» **RECORDS TO USE**
########
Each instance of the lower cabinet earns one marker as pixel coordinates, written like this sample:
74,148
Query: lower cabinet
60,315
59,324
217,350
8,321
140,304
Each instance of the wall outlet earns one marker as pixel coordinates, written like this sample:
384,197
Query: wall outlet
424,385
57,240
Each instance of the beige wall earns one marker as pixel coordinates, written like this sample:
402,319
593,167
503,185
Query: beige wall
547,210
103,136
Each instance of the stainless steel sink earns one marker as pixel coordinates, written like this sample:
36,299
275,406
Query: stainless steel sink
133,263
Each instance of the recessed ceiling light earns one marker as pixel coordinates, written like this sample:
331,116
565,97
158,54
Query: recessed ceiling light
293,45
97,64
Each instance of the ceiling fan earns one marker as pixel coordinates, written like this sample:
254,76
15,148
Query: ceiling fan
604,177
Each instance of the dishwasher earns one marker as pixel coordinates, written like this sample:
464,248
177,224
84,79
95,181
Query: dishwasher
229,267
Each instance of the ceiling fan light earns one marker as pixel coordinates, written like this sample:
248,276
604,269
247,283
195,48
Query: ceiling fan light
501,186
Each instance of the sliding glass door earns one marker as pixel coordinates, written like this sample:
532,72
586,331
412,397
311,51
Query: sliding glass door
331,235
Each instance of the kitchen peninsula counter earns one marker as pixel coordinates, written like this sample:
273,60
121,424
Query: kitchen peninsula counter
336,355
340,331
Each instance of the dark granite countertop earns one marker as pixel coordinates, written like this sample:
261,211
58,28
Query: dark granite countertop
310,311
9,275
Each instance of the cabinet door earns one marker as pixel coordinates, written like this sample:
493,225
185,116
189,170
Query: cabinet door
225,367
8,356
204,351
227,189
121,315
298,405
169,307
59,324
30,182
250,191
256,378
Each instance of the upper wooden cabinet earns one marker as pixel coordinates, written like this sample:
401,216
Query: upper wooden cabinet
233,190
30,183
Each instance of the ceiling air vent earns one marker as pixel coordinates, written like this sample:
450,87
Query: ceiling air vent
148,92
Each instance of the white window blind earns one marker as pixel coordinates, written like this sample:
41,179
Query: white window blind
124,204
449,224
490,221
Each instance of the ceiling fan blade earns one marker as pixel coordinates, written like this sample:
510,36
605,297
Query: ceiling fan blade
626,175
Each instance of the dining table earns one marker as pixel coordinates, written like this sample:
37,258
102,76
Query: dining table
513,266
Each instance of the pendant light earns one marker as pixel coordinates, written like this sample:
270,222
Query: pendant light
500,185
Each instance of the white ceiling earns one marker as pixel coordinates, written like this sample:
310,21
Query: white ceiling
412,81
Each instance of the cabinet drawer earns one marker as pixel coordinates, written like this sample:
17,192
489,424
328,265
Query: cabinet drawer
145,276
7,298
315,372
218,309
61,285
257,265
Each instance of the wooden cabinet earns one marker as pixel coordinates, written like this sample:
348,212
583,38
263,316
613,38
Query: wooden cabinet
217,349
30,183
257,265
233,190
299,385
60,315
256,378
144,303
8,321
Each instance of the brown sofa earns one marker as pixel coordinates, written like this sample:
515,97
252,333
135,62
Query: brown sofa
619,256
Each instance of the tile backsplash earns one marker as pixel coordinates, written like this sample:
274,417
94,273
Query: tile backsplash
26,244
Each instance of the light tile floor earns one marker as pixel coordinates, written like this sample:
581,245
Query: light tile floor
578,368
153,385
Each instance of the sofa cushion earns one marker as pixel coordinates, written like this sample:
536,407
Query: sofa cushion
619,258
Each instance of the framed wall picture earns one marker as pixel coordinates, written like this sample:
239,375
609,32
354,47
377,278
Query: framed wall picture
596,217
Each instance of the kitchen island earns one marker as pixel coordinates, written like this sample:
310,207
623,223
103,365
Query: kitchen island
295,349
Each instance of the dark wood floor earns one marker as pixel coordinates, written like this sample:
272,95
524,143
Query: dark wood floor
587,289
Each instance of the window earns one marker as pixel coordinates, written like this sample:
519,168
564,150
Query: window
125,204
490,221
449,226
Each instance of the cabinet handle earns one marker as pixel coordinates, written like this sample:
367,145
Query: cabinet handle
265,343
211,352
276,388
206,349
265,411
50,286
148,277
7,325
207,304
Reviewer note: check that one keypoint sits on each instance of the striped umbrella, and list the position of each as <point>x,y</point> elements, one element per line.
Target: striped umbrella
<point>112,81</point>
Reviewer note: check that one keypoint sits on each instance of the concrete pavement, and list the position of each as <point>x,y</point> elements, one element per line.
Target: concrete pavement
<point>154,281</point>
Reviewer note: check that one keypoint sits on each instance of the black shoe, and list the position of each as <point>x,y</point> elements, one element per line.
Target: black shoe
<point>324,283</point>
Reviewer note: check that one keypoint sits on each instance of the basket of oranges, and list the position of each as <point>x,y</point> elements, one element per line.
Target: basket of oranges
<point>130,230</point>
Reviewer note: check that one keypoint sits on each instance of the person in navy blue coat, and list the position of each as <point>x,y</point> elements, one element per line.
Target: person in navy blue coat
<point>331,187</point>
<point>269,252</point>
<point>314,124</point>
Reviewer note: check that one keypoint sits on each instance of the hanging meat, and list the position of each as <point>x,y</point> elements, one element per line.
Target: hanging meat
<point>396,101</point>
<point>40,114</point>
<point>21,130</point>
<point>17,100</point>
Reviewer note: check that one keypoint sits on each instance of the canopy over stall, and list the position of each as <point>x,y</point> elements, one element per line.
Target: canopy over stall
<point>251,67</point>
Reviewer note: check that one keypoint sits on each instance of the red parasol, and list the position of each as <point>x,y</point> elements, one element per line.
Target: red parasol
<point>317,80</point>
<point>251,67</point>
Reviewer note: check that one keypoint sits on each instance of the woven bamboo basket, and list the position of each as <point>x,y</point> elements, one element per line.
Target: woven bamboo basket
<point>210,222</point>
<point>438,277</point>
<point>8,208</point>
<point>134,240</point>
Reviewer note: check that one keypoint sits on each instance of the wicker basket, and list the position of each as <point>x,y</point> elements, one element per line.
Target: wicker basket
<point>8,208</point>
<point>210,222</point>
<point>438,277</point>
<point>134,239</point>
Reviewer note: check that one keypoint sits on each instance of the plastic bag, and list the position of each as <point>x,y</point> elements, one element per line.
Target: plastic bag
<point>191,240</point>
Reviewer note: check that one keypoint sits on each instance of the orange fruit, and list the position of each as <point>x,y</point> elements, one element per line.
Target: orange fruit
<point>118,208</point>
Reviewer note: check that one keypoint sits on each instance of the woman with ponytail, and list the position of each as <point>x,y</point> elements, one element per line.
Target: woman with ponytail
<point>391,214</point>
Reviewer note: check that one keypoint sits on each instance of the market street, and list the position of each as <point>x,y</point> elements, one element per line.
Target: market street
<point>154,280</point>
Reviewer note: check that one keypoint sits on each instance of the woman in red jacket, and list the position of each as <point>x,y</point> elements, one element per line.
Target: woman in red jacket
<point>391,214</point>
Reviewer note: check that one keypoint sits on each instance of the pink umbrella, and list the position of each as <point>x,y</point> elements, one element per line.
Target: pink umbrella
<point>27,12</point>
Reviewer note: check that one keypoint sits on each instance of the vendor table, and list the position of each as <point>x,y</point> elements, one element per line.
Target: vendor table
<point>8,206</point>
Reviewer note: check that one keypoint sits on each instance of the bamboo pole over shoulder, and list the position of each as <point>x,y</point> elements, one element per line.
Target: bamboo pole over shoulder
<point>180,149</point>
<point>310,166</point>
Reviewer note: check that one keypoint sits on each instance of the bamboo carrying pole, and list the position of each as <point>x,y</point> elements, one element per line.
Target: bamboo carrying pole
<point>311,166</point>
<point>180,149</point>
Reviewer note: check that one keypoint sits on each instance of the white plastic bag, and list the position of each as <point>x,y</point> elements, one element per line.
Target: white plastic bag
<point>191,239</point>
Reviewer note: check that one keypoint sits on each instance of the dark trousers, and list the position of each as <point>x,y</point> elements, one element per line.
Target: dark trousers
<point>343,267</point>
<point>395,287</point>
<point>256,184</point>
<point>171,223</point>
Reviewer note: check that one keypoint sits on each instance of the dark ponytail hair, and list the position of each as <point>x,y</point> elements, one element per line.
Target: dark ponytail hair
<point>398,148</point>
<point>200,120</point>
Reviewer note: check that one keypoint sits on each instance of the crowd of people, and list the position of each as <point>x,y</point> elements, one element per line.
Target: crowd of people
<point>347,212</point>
########
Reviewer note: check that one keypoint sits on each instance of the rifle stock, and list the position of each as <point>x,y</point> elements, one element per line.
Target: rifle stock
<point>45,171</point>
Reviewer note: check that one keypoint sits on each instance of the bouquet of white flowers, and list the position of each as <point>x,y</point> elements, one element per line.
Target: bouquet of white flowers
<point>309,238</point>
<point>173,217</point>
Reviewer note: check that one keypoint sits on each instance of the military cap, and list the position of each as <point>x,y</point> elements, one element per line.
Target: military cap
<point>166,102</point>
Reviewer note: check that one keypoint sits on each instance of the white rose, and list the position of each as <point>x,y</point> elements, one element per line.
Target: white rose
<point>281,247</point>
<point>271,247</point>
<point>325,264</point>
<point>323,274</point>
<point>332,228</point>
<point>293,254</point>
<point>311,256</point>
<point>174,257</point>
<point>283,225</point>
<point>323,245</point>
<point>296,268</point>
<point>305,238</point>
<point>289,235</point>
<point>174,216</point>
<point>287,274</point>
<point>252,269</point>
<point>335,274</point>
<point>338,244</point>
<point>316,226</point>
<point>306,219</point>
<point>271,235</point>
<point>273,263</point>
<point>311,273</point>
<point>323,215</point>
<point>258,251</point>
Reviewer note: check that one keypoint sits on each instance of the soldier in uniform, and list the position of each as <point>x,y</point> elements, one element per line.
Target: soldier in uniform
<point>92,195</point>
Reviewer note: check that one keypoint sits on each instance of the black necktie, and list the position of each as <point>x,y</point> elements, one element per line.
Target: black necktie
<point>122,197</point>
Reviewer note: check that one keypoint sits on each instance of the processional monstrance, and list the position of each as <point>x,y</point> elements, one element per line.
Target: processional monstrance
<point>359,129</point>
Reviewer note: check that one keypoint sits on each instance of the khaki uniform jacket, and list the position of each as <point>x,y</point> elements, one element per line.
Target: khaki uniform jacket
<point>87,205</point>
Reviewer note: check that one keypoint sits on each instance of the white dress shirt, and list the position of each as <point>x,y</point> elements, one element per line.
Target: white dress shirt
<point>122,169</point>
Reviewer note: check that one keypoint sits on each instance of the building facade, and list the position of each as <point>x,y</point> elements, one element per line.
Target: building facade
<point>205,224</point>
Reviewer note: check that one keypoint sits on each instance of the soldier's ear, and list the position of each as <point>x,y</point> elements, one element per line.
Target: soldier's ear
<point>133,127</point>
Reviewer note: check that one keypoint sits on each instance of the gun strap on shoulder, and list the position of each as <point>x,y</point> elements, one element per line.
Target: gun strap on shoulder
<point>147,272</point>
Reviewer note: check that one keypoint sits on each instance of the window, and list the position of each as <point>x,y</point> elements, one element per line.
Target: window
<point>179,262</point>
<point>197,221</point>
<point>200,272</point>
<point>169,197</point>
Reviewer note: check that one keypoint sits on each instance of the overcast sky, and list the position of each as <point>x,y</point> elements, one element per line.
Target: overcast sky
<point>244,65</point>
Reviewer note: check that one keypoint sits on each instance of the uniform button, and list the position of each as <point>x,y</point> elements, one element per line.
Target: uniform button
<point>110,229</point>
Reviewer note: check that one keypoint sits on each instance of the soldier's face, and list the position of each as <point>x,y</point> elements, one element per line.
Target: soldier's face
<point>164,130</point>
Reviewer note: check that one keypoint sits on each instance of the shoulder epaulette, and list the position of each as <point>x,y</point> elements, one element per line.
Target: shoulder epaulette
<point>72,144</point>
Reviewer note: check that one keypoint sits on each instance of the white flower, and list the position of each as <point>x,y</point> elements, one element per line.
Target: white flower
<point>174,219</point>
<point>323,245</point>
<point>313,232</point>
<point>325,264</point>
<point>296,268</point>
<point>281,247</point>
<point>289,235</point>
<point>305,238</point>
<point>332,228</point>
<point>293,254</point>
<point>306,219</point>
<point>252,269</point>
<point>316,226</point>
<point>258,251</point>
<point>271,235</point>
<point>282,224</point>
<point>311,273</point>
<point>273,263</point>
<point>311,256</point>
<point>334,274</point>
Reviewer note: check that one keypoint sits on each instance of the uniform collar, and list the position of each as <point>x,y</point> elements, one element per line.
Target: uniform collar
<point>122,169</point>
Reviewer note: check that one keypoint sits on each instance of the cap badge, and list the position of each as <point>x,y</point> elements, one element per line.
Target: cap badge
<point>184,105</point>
########
» **EXERCISE AIM**
Write out the entries again from the line with "of the concrete" to the line with "<point>314,124</point>", substituting "marker" for "keypoint" and leaving everything else unchanged.

» **REPLY**
Reviewer note: check that one marker sits on each instance of the concrete pavement, and list the position of each as <point>x,y</point> elements, one element per line.
Target: concrete pavement
<point>154,281</point>
Reviewer note: check that one marker sits on each instance of the black shoe, and list the position of each as <point>x,y</point> elements, one element per line.
Target: black shoe
<point>324,283</point>
Reviewer note: check that one marker sits on each instance of the basket of oranges, and list the position of each as <point>x,y</point> elements, one element per line.
Target: basket of oranges
<point>130,230</point>
Reviewer note: check that one marker sits on each instance of the person in navy blue coat, and list the position of each as <point>x,y</point> elements, one element per line.
Target: person in navy blue coat
<point>331,187</point>
<point>269,252</point>
<point>314,124</point>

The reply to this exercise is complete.